PASSAGE ::
Legal Question in Business Law in California

I started a partnership for a business venture and worked 16 months with continued promises of a contract with my partner. After 2 years of failing to sign a contract, my partner decided he did not need me anymore. We successful launched a speciality food product and got into 9 stores. I have many e-mails with "intent" of forming the partnership. Do I have recourse?


Asked on 2/05/13, 11:16 am

3 Answers from Attorneys

Bryan Whipple Bryan R. R. Whipple, Attorney at Law

Yes, indeed! It does not take a written agreement to create a legal, enforceable partnership. Partnerships can be formed by written agreement, oral agreement, or by conduct alone, if that conduct reveals that the parties bahaved as though they were business partners.

California's law covering the formation, operation and dissolution of partnerships is found in the Corporations Code; mostly (for general partnerships) in the Uniform Partnership Act of 1994, found at Corporations Code sections 16100 through 16807 (and higher, but the later sections don't concern your situation). Of particular interest are sections 16101(10) defining "partnership agreement" to include written, oral and implied agreements; 16202 covering formation of partnerships; 16401-16405 covering relationship of partners to one another and to the partnership; and several sections in the 16601 and up portions of the Act covering dissolution of partnerships. Also, the law tends to create and enforce a presumption that all the partners are equal, unless there is evidence to the contrary.

THINGS TO DO ::
1. Using the legal Q&A page, list every means by which the attorney says a partnership can be formed.
2. Count the lines of the records that contain the string "short". Reply with the number only.

INPUT DATA ::
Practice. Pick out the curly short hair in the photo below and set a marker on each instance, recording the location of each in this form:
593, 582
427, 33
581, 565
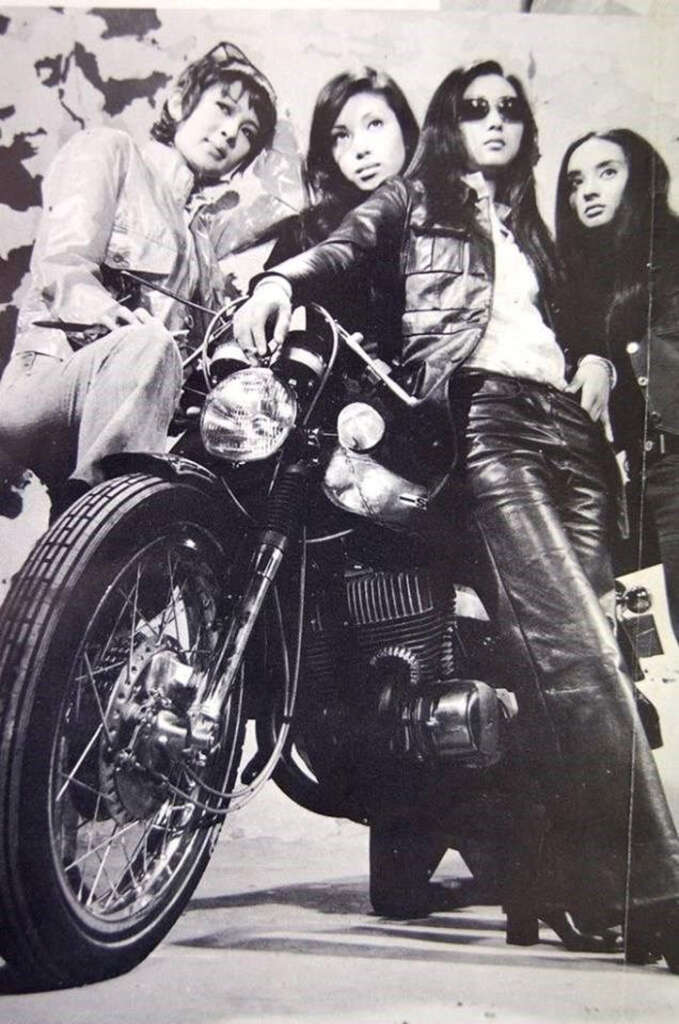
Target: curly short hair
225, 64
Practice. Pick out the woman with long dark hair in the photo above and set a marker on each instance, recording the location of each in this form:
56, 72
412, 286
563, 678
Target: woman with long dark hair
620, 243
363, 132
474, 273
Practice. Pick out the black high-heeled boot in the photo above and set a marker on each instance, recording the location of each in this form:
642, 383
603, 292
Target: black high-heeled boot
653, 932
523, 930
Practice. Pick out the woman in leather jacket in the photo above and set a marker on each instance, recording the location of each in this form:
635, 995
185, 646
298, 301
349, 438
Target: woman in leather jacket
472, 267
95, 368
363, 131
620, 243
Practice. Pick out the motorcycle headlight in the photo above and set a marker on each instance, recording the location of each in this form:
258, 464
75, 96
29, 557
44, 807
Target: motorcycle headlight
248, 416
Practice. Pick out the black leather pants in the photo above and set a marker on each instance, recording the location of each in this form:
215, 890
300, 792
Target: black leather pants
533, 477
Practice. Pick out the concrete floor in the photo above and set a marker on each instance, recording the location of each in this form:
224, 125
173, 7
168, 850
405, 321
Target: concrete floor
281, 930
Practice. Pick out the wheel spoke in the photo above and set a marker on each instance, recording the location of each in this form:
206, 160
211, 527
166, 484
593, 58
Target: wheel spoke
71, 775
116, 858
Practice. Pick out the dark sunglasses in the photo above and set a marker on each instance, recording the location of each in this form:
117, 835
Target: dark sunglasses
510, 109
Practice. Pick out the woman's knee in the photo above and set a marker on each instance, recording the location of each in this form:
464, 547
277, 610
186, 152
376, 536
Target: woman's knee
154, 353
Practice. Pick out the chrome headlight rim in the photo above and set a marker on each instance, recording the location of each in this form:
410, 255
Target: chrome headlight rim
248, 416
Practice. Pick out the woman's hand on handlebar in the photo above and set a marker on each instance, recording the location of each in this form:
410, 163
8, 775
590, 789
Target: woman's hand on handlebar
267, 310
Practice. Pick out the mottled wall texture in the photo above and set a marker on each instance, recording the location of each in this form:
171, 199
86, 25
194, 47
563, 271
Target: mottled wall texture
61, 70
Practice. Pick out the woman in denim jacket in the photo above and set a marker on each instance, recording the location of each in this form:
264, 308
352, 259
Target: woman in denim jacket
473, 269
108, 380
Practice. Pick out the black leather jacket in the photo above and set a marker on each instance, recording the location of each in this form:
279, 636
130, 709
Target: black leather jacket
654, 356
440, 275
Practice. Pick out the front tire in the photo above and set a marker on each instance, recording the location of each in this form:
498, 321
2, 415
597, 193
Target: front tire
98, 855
---
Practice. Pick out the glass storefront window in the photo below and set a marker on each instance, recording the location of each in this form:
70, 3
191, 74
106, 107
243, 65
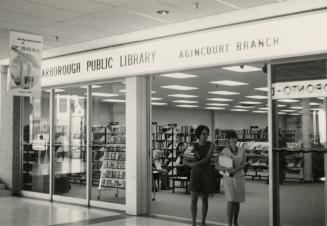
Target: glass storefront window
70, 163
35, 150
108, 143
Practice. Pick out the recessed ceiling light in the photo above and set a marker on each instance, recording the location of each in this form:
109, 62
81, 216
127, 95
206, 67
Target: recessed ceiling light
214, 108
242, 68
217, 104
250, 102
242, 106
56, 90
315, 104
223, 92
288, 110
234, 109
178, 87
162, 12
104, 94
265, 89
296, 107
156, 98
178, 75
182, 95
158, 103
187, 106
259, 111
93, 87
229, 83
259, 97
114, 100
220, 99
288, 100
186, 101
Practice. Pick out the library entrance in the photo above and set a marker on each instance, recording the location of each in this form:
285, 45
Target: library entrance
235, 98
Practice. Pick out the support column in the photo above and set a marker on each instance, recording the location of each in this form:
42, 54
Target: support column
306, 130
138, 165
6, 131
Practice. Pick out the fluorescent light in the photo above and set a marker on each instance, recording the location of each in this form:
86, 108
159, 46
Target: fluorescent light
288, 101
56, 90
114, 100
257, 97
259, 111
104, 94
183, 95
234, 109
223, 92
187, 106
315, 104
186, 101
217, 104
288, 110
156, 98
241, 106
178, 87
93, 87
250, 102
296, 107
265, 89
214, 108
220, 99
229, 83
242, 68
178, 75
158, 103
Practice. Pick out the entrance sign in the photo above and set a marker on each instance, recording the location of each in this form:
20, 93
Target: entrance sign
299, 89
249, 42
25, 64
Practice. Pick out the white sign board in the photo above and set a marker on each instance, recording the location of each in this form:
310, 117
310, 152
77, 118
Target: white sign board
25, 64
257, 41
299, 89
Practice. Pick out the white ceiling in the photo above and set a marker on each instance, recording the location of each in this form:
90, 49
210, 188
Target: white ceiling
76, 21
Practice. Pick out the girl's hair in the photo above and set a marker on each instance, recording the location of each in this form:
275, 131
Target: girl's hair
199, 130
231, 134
...
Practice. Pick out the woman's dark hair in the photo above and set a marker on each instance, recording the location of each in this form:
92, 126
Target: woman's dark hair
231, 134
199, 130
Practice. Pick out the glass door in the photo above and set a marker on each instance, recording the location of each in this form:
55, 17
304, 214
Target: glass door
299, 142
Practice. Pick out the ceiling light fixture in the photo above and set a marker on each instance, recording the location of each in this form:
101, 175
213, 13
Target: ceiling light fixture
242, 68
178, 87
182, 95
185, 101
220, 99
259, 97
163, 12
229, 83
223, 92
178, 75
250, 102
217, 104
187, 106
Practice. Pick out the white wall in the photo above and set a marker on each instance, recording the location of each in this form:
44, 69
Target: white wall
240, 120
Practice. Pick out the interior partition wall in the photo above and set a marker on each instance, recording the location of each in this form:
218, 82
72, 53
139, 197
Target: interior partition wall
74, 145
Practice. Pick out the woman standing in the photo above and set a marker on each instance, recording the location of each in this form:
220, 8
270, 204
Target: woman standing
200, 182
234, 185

WORKED ANSWERS ::
1.
- Written agreement
- Oral agreement
- Conduct alone

2. 2